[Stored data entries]

- Opening Delimiter -

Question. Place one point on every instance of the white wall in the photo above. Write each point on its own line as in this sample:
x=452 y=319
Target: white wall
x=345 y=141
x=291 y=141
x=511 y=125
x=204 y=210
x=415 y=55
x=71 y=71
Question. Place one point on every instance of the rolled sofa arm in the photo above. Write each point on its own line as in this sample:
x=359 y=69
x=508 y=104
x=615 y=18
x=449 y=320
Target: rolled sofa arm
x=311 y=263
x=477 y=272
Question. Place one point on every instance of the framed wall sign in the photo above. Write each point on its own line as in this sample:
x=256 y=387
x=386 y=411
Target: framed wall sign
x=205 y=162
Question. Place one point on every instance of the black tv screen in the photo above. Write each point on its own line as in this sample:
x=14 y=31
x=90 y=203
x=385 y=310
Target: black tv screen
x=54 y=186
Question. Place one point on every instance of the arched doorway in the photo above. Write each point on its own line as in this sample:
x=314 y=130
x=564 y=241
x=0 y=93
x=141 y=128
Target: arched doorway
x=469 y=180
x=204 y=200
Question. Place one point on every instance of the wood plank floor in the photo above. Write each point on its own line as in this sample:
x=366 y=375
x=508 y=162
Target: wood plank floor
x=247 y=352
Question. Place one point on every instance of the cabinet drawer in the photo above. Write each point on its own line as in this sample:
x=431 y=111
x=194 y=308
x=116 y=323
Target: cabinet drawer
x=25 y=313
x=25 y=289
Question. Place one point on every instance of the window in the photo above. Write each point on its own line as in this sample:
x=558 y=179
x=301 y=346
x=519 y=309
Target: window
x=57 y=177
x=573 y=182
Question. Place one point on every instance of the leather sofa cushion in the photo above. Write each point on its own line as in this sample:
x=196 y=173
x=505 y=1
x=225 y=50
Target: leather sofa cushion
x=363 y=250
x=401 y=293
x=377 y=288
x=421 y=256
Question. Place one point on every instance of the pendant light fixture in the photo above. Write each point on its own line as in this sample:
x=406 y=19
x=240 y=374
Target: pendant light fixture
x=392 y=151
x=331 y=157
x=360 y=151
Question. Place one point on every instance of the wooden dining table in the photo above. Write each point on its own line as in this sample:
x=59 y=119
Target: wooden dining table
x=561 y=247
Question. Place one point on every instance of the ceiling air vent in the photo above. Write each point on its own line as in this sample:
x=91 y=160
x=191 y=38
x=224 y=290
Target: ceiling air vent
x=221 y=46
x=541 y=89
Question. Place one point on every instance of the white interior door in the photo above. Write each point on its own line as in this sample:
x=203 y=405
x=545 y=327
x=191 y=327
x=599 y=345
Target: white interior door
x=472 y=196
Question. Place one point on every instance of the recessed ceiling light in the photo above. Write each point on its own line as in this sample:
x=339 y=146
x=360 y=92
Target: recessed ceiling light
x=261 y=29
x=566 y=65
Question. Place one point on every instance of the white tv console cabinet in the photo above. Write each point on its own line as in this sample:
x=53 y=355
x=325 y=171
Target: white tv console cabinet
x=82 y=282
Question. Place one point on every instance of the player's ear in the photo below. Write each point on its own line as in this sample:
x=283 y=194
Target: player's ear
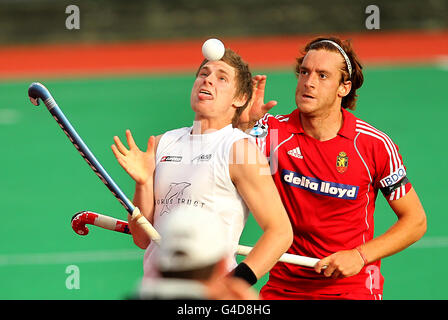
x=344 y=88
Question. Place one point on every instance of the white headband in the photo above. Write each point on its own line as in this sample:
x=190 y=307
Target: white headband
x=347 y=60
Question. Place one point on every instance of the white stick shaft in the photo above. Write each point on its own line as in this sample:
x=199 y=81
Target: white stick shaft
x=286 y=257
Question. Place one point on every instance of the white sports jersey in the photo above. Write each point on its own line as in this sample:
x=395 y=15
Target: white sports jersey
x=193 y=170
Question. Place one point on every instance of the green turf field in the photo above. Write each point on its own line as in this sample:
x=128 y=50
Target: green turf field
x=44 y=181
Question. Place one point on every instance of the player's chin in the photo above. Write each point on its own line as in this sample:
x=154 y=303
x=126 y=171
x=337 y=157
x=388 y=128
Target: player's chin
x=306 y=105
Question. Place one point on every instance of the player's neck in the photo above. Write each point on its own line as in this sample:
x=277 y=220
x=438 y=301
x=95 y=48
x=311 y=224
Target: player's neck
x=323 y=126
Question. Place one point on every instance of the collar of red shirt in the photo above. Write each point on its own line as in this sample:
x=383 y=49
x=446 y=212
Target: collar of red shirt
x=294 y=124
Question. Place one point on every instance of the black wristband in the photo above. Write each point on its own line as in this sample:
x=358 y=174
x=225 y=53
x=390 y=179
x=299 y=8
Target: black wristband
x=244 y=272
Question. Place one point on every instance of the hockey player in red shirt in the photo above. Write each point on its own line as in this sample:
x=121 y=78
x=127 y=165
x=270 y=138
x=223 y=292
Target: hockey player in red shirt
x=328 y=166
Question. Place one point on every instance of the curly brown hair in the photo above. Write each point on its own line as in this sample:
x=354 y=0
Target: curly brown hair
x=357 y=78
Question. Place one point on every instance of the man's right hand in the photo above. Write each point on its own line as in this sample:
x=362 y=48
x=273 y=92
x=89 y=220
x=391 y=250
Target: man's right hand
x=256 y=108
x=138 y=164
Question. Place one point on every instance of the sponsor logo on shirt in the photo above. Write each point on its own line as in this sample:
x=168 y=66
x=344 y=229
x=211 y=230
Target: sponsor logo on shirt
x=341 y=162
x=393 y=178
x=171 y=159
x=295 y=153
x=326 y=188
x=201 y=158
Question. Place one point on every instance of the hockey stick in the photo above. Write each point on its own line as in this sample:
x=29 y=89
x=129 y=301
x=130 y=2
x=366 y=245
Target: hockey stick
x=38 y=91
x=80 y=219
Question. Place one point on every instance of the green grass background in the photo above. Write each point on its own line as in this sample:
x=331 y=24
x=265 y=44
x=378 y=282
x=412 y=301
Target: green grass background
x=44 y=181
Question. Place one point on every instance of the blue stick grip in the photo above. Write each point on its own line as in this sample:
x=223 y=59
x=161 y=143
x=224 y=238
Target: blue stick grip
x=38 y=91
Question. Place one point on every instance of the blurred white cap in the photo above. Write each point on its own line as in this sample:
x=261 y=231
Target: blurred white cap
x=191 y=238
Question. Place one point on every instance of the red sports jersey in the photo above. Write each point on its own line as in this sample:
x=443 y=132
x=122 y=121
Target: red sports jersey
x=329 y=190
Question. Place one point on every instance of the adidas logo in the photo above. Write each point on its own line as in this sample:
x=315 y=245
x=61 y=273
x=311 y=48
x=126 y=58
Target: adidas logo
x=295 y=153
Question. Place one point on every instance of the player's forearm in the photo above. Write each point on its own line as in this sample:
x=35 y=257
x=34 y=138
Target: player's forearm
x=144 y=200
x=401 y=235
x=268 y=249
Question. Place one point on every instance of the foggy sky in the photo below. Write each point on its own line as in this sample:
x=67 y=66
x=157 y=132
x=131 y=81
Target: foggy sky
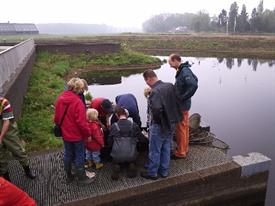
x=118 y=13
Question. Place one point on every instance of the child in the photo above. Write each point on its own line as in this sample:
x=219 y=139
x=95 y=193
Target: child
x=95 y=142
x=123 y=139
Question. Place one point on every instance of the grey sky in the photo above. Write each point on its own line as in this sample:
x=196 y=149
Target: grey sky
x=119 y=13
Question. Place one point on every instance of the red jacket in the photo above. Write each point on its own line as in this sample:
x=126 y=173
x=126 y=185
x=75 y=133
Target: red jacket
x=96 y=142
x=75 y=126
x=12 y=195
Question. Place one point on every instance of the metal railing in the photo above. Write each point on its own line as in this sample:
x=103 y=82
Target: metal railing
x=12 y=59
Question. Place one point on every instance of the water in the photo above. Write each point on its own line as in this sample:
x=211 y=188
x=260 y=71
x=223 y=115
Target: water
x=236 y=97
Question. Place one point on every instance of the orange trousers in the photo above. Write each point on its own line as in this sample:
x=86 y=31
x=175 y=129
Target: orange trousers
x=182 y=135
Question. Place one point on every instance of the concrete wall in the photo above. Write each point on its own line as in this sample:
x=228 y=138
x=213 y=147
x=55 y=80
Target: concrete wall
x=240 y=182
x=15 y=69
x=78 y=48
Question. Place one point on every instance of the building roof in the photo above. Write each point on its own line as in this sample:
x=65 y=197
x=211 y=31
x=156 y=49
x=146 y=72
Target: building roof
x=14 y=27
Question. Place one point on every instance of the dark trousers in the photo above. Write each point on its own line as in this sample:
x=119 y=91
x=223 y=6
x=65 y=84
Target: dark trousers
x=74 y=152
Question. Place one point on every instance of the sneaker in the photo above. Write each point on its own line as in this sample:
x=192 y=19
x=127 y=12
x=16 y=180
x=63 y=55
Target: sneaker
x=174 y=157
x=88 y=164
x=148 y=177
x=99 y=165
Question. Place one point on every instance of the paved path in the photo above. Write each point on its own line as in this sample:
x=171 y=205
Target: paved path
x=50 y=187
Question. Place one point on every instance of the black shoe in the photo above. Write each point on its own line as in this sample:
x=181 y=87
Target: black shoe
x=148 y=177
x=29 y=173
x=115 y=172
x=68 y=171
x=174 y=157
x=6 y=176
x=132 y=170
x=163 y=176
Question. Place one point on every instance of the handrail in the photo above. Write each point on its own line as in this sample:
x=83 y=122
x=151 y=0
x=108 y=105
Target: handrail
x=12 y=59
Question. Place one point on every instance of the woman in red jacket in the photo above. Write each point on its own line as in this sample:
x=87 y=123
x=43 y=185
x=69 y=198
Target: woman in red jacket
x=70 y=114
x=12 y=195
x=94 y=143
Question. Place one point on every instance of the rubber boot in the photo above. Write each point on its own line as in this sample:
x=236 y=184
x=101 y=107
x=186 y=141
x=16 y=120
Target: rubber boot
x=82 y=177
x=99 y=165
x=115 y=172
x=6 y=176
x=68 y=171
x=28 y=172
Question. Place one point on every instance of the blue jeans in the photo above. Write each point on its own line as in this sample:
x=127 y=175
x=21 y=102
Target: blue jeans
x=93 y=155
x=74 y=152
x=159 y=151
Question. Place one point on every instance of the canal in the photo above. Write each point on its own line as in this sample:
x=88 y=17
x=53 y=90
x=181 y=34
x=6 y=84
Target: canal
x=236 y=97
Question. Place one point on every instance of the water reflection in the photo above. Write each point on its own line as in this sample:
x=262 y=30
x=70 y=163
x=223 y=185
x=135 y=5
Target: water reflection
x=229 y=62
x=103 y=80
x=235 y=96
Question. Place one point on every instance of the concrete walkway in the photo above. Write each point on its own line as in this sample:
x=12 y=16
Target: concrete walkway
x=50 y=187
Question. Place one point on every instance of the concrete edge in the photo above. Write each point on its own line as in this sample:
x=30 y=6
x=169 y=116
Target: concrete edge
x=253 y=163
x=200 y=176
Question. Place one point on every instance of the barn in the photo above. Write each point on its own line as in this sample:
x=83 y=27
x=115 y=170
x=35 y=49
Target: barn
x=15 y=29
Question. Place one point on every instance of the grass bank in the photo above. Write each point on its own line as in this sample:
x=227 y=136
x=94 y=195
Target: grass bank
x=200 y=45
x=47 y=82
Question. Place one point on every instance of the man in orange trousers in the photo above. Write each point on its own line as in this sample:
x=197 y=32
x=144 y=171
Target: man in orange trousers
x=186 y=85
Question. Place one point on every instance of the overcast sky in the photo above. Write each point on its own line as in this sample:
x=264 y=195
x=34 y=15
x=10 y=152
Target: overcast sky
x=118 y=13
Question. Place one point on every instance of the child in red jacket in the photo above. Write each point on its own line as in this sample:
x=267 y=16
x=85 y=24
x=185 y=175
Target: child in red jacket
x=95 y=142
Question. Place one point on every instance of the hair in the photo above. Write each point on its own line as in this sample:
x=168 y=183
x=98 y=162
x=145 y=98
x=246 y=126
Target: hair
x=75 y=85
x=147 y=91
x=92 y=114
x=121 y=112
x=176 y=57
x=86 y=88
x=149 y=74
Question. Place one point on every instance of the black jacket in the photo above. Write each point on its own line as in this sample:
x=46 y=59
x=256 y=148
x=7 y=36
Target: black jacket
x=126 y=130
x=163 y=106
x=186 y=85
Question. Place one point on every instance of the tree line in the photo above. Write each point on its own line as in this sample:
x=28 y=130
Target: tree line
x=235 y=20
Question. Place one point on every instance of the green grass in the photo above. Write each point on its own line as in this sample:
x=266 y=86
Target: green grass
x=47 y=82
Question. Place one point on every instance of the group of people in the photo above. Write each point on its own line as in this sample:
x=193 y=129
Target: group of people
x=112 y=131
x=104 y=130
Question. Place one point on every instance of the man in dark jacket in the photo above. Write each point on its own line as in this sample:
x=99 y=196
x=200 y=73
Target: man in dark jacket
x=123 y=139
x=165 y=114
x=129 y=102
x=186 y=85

- Closing Delimiter -

▸ **ACTIVITY**
The job here is to find each line above with the word "below" and copy it.

▸ **ANSWER TO THIS PROBLEM**
Question. Place one point on every instance of the player's ear in the photo below. Write each point on its own line as in this sample:
Question. Place one point on every instance of the foggy sky in the photo below. Write each point on its own line as in this sample:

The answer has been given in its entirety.